*Goal a*:
Reproduce the passage on orientational correlations of crosses word for word, starting with "Here, we average" and going on through "least \(10^6\) pairs.".

*Passage*:
--- start ---

Local orientational correlations parameter \(Q_4(r)\) of the surrounding crosses in distance r from a central cross for a \(\rho = 0.89\) and b \(\rho = 0.25\). Markers indicate the labeled peak positions of \(\phi _\mathrm{loc}\) in Figs. 10a,b

Irrespective of the global isotropy, neighboring crosses show substantial correlations of their orientations. This is reflected in the plots in Fig. 12. Two of these graphs are shown separately in Fig. 13. Here, we computed the local orientational correlation parameter

$$\begin{aligned} Q_4 (r) = \langle \cos 4\varphi _i \rangle . \end{aligned}$$

(3)

Here, we average over all crosses in distance r from the central cross and \(\varphi _i\) are the angles of the crosses i in distance r from the central cross with respect to the orientation \(\alpha _c\) of the latter: \(\varphi _i=\alpha _i-\alpha _c\). Because of the fourfold symmetry of the crosses, these angles are taken in a 90\(^\circ\) range. This order parameter \(Q_4\) reaches its maximum \(+1\) when two crosses are oriented with their arms parallel, and the minimum \(-1\) indicates that the second cross is diagonal to the first one. With 150 to 300 experiments for each \(\rho\) and between 150 and 250 crosses in each image, the statistics are based on data of at least \(10^6\) pairs.

It is evident that for distances close to \(r_0\), only aligned crosses can exist. Thus \(Q_4(r_0)=1\) for all types of crosses. Then, the local order parameter drops to negative values because crosses in distances near \(r_1\) preferentially contribute to a negative value of the \(Q_4\). This orientational order is less perfect than that of the directly attached crosses, thus the negative peak reaches only values around \(-0.5\) (for the thin crosses). The orientational correlation \(Q_4(r)\) changes its sign with increasing r several times. It finally vanishes over a distance of about \(4~r_0\),

The large undulations of \(Q_4(r)\) with r are systematic, they represent characteristic features of the random packing structures. However, there appears to be no clear correlation between the peak positions in \(\phi _\mathrm{loc}\) and those in the local orientational order, except the global maximum \(Q_4(r_0)\approx 1\) and the local minimum \(Q_4(r_1)\). Again, the wide crosses (\(\rho =2\)) shown in Fig. 14 are an exception. There, the negative peak is suppressed, and the parameter \(Q_4(r)\) is predominantly positive almost everywhere. The probability that the crosses in a certain distance are diagonal to the central cross is much lower than for the thin crosses. A pronounced positive peak at \(r=2r_0\) indicates aligned crosses in the 2nd coordination sphere of the central cross.

Fig. 14

Local orientational correlations parameter Q4(r) of the crosses in distance r from a central cross for \(\rho =2\)

--- end ---

*Entries supplied*:
--- start ---

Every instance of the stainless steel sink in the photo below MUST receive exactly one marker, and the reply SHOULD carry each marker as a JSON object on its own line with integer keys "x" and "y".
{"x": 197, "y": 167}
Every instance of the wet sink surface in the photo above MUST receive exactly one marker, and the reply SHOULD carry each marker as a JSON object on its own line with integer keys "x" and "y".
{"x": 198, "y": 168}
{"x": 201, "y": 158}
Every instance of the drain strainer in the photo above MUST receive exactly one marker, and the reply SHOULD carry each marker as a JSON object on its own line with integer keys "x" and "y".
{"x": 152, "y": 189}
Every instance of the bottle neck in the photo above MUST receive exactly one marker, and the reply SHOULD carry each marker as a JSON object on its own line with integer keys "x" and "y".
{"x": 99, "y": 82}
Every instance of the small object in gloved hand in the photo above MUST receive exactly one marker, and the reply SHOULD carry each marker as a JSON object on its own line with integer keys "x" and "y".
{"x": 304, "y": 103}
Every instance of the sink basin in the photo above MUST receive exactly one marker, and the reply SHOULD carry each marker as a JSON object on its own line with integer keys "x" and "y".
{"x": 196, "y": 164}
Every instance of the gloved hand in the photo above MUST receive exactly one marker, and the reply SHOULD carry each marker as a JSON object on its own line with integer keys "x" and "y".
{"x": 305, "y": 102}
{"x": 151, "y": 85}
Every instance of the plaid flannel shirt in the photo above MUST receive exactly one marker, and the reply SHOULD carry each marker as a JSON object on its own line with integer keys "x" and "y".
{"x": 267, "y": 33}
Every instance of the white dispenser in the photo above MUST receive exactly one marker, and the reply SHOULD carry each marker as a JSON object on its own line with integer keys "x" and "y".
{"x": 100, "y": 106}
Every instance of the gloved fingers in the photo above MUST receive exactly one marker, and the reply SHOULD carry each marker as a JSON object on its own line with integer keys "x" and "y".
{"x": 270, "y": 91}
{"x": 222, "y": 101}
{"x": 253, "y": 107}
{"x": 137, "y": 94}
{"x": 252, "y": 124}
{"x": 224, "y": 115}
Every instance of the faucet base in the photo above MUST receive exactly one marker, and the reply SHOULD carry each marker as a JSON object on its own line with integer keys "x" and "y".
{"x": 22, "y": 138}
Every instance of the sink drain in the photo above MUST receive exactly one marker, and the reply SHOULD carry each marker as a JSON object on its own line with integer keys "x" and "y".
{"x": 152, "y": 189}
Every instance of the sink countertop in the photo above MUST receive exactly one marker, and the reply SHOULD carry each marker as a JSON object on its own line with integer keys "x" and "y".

--- end ---

*Goal b*:
Count the lines of the records above that contain the string "hand", treating case as significant, and give only the number.

*Correct response a*:
Here, we average over all crosses in distance r from the central cross and \(\varphi _i\) are the angles of the crosses i in distance r from the central cross with respect to the orientation \(\alpha _c\) of the latter: \(\varphi _i=\alpha _i-\alpha _c\). Because of the fourfold symmetry of the crosses, these angles are taken in a 90\(^\circ\) range. This order parameter \(Q_4\) reaches its maximum \(+1\) when two crosses are oriented with their arms parallel, and the minimum \(-1\) indicates that the second cross is diagonal to the first one. With 150 to 300 experiments for each \(\rho\) and between 150 and 250 crosses in each image, the statistics are based on data of at least \(10^6\) pairs.

*Correct response b*:
2